Transcribe the passage from the text on total lung stress in early COVID-19 pneumonia, starting at "We read with" and ending at "and potential confounders.".

**SOURCE DOCUMENT**
*** Block opens ***

Role of total lung stress on the progression of early COVID-19 pneumonia: collinearity and potential confounders

We read with great interest the article by Coppola and colleagues on the potential role of total lung stress in the disease progression of coronavirus disease 2019 (COVID-19)-related pneumonia [1]. We thank the authors for their work and appreciate the time and effort involved in performing all measurements including the assessment of the esophageal pressure swing (ΔP_eso) in COVID-19 patients on non-invasive respiratory support. However, we have some comments on the statistical methods, calculation of total lung stress, and potential confounders.

The authors studied the effects of total lung stress in early COVID-19 pneumonia. The associations of various variables recorded at day 1 with patient outcome were evaluated based on univariate p values. Variables with p values < 0.05 were included in a multivariable regression model. This practice, though widespread in clinical publications, is highly susceptible to bias and not very sensitive to confounding effects, particularly in small sample size studies [2].

*** Block closes ***

**ENTRIES PROVIDED**

*** Block opens ***

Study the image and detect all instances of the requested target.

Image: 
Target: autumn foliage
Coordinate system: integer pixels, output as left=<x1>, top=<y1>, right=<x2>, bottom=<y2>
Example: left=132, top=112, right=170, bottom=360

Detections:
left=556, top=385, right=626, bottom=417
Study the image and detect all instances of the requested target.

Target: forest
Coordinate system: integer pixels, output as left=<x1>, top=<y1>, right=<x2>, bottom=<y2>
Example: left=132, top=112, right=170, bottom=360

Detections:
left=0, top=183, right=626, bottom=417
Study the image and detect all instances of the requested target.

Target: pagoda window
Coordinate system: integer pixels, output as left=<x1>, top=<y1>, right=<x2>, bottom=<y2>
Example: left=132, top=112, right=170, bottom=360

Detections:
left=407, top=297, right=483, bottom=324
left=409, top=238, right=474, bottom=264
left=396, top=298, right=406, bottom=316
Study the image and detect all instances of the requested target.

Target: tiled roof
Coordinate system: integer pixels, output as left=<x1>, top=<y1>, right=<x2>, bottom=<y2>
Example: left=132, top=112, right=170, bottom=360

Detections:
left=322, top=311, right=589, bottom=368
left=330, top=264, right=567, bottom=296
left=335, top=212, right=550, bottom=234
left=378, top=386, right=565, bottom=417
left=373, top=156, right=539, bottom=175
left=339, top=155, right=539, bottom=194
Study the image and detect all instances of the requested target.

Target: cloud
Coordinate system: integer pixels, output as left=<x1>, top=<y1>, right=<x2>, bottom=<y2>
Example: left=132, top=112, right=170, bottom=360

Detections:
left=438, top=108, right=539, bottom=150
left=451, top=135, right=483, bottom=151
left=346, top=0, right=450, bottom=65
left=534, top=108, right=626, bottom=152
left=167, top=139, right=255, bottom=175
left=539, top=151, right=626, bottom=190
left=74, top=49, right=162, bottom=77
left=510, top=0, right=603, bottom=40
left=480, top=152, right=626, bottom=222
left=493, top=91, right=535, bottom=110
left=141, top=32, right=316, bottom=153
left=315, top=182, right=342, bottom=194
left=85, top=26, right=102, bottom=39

*** Block closes ***

**TASK ANSWER**
We read with great interest the article by Coppola and colleagues on the potential role of total lung stress in the disease progression of coronavirus disease 2019 (COVID-19)-related pneumonia [1]. We thank the authors for their work and appreciate the time and effort involved in performing all measurements including the assessment of the esophageal pressure swing (ΔP_eso) in COVID-19 patients on non-invasive respiratory support. However, we have some comments on the statistical methods, calculation of total lung stress, and potential confounders.